Output every entry exactly as given.

(Labeled region records)

* * * *

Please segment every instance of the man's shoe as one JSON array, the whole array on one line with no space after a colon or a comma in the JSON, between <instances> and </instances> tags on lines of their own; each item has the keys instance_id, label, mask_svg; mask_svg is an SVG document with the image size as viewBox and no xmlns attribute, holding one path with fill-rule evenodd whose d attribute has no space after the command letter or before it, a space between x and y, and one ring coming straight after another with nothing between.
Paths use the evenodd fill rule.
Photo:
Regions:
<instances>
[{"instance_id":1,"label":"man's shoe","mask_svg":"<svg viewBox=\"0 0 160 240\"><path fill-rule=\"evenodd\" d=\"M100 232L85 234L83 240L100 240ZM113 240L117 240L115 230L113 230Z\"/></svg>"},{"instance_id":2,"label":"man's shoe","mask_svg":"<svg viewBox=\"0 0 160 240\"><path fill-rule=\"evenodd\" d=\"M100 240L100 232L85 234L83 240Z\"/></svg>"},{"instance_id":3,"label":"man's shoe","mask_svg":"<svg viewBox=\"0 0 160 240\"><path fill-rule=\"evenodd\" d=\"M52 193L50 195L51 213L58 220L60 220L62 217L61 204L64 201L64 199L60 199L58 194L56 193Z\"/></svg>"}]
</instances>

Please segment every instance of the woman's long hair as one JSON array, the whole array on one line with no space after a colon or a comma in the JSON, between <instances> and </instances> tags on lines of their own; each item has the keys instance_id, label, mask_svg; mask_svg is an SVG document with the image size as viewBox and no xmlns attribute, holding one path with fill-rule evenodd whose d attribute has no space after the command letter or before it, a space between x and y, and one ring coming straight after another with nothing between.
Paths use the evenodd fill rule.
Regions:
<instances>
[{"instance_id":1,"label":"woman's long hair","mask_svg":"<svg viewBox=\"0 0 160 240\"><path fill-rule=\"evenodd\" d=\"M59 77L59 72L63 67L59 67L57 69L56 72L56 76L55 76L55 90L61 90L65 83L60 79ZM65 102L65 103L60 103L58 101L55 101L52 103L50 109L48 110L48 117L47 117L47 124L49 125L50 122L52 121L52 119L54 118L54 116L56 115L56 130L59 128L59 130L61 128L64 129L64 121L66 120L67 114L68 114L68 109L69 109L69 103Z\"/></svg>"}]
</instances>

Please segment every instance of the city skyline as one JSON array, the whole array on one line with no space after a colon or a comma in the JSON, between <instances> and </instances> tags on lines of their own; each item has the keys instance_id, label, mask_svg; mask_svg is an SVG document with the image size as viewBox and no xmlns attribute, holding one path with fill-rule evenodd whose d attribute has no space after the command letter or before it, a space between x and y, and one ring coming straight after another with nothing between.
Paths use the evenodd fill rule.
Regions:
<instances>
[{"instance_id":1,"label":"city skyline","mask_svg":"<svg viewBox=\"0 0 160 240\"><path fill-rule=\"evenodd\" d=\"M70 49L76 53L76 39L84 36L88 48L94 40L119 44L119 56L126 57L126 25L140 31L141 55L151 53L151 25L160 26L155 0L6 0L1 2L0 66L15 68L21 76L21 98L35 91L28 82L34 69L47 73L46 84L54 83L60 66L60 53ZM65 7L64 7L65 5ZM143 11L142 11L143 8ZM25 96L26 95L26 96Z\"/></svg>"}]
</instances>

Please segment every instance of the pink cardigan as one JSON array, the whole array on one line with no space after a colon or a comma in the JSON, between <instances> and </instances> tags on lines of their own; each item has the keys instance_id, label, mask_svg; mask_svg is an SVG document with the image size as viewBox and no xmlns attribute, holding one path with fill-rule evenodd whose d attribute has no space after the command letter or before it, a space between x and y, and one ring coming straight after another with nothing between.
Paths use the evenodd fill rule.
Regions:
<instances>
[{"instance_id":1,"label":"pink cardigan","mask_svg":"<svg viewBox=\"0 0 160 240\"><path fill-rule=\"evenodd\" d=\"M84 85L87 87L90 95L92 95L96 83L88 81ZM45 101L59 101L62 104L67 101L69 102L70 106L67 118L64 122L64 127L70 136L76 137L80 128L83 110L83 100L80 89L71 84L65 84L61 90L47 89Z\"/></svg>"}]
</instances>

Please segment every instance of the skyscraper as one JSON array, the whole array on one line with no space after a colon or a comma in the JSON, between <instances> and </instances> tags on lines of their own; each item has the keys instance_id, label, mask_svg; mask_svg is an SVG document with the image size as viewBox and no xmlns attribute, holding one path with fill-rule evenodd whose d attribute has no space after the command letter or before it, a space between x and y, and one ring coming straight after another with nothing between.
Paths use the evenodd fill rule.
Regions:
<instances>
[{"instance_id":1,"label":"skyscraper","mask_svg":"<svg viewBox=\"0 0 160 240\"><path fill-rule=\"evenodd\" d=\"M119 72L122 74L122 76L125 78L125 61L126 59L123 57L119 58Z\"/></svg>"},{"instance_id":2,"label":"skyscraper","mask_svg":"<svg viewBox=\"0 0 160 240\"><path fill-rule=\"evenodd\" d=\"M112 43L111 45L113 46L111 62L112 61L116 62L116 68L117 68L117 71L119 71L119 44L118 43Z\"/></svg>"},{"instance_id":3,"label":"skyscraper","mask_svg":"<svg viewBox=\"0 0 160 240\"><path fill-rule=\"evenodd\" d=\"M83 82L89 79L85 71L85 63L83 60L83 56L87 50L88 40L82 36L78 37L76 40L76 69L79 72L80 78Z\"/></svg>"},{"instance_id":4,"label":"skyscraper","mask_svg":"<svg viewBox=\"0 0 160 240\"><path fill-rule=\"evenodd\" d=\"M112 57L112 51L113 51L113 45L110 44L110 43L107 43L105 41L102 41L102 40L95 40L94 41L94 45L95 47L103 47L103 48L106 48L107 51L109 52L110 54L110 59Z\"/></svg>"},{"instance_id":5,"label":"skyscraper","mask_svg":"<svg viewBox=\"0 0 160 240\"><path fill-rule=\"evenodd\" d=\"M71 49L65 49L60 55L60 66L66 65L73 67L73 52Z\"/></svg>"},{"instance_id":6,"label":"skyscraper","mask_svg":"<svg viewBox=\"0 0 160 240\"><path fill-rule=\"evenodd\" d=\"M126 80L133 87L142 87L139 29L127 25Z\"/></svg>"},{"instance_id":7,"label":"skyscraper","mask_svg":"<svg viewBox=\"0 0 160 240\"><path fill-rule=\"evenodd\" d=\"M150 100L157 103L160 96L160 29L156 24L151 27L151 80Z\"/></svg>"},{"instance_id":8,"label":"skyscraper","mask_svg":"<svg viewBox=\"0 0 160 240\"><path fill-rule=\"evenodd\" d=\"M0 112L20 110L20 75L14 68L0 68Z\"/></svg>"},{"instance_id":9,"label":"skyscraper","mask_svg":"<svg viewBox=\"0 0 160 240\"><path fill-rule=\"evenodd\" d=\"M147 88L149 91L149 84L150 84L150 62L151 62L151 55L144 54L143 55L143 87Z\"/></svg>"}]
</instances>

* * * *

### ANSWER FOR THIS EXERCISE
Please segment every instance of the man's shoe as one JSON array, the whole array on one line with no space after a colon or a comma in the JSON, between <instances> and </instances> tags on lines of their own; each item has the keys instance_id, label, mask_svg; mask_svg is an SVG document with the image size as viewBox and no xmlns attribute, holding one path with fill-rule evenodd whose d attribute has no space after the command letter or before it, a space between x and y, and one ring coming straight after another with nothing between.
Paths use the evenodd fill rule.
Photo:
Regions:
<instances>
[{"instance_id":1,"label":"man's shoe","mask_svg":"<svg viewBox=\"0 0 160 240\"><path fill-rule=\"evenodd\" d=\"M100 232L85 234L83 240L100 240ZM113 240L117 240L115 230L113 230Z\"/></svg>"},{"instance_id":2,"label":"man's shoe","mask_svg":"<svg viewBox=\"0 0 160 240\"><path fill-rule=\"evenodd\" d=\"M100 240L100 232L85 234L83 240Z\"/></svg>"},{"instance_id":3,"label":"man's shoe","mask_svg":"<svg viewBox=\"0 0 160 240\"><path fill-rule=\"evenodd\" d=\"M52 193L50 195L51 213L58 220L60 220L62 217L61 204L64 201L64 199L60 199L58 194L56 193Z\"/></svg>"}]
</instances>

Please segment every instance of the woman's long hair as one JSON array, the whole array on one line with no space after a colon or a comma in the JSON, between <instances> and </instances> tags on lines of their own; each item has the keys instance_id, label, mask_svg; mask_svg is an SVG document with the image size as viewBox and no xmlns attribute, holding one path with fill-rule evenodd whose d attribute has no space after the command letter or before it, a space between x and y, and one ring coming straight after another with nothing between.
Paths use the evenodd fill rule.
Regions:
<instances>
[{"instance_id":1,"label":"woman's long hair","mask_svg":"<svg viewBox=\"0 0 160 240\"><path fill-rule=\"evenodd\" d=\"M59 77L59 72L63 67L59 67L57 69L56 72L56 76L55 76L55 90L61 90L65 83L60 79ZM65 102L65 103L60 103L58 101L55 101L52 103L50 109L48 110L48 117L47 117L47 124L49 125L50 122L52 121L52 119L54 118L54 116L56 115L56 130L59 128L59 130L61 128L64 129L64 121L66 120L67 114L68 114L68 109L69 109L69 103Z\"/></svg>"}]
</instances>

Please segment every instance of the city skyline as one JSON array, the whole array on one line with no space after a colon or a comma in the JSON, between <instances> and </instances> tags on lines of their own; each item has the keys instance_id, label, mask_svg; mask_svg is an SVG document with the image size as viewBox and no xmlns attribute, holding one path with fill-rule evenodd whose d attribute has no space after the command letter or before it, a space between x and y, and one ring coming straight after another with nothing between.
Paths use the evenodd fill rule.
Regions:
<instances>
[{"instance_id":1,"label":"city skyline","mask_svg":"<svg viewBox=\"0 0 160 240\"><path fill-rule=\"evenodd\" d=\"M70 49L76 53L76 39L84 36L88 48L94 40L119 44L119 56L126 57L126 25L140 31L141 55L151 53L151 25L160 26L155 0L6 0L1 2L0 66L15 68L21 76L21 98L35 91L28 82L34 69L47 73L46 84L54 83L60 66L60 53ZM65 7L64 7L65 5ZM143 11L142 11L143 8ZM25 96L26 95L26 96Z\"/></svg>"}]
</instances>

Please segment every instance of the pink cardigan as one JSON array, the whole array on one line with no space after a colon or a comma in the JSON, between <instances> and </instances> tags on lines of their own; each item has the keys instance_id, label, mask_svg; mask_svg is an SVG document with the image size as viewBox and no xmlns attribute, holding one path with fill-rule evenodd whose d attribute has no space after the command letter or before it, a space between x and y, and one ring coming straight after another with nothing between.
Paths use the evenodd fill rule.
Regions:
<instances>
[{"instance_id":1,"label":"pink cardigan","mask_svg":"<svg viewBox=\"0 0 160 240\"><path fill-rule=\"evenodd\" d=\"M84 85L87 87L90 95L92 95L96 83L88 81ZM45 101L59 101L62 104L67 101L69 102L70 106L67 118L64 122L64 127L70 136L76 137L80 128L83 110L83 100L80 89L71 84L65 84L61 90L47 89Z\"/></svg>"}]
</instances>

Please segment every instance of the skyscraper as one JSON array, the whole array on one line with no space after a colon or a comma in the JSON, between <instances> and </instances> tags on lines of their own; each item has the keys instance_id, label, mask_svg; mask_svg is an SVG document with the image size as viewBox and no xmlns attribute, holding one path with fill-rule evenodd whose d attribute has no space after the command letter or before it, a space between x and y, and one ring coming straight after another with nothing between.
Paths use the evenodd fill rule.
Regions:
<instances>
[{"instance_id":1,"label":"skyscraper","mask_svg":"<svg viewBox=\"0 0 160 240\"><path fill-rule=\"evenodd\" d=\"M119 72L122 74L122 76L125 78L125 61L126 59L123 57L119 58Z\"/></svg>"},{"instance_id":2,"label":"skyscraper","mask_svg":"<svg viewBox=\"0 0 160 240\"><path fill-rule=\"evenodd\" d=\"M112 43L111 45L113 46L111 62L112 61L116 62L116 68L117 68L117 71L119 71L119 44L118 43Z\"/></svg>"},{"instance_id":3,"label":"skyscraper","mask_svg":"<svg viewBox=\"0 0 160 240\"><path fill-rule=\"evenodd\" d=\"M83 82L89 79L85 71L85 63L83 60L83 56L87 50L88 40L82 36L78 37L76 40L76 69L79 72L80 78Z\"/></svg>"},{"instance_id":4,"label":"skyscraper","mask_svg":"<svg viewBox=\"0 0 160 240\"><path fill-rule=\"evenodd\" d=\"M112 57L112 51L113 51L113 45L110 44L110 43L107 43L105 41L102 41L102 40L95 40L94 41L94 45L95 47L103 47L103 48L106 48L107 51L109 52L110 54L110 59Z\"/></svg>"},{"instance_id":5,"label":"skyscraper","mask_svg":"<svg viewBox=\"0 0 160 240\"><path fill-rule=\"evenodd\" d=\"M71 49L65 49L60 55L60 66L66 65L73 67L73 52Z\"/></svg>"},{"instance_id":6,"label":"skyscraper","mask_svg":"<svg viewBox=\"0 0 160 240\"><path fill-rule=\"evenodd\" d=\"M126 80L133 87L142 87L139 29L127 25Z\"/></svg>"},{"instance_id":7,"label":"skyscraper","mask_svg":"<svg viewBox=\"0 0 160 240\"><path fill-rule=\"evenodd\" d=\"M150 100L157 103L160 96L160 29L156 24L151 27L151 80Z\"/></svg>"},{"instance_id":8,"label":"skyscraper","mask_svg":"<svg viewBox=\"0 0 160 240\"><path fill-rule=\"evenodd\" d=\"M0 112L20 110L20 75L14 68L0 68Z\"/></svg>"},{"instance_id":9,"label":"skyscraper","mask_svg":"<svg viewBox=\"0 0 160 240\"><path fill-rule=\"evenodd\" d=\"M147 88L149 91L149 84L150 84L150 62L151 62L151 55L144 54L143 55L143 87Z\"/></svg>"}]
</instances>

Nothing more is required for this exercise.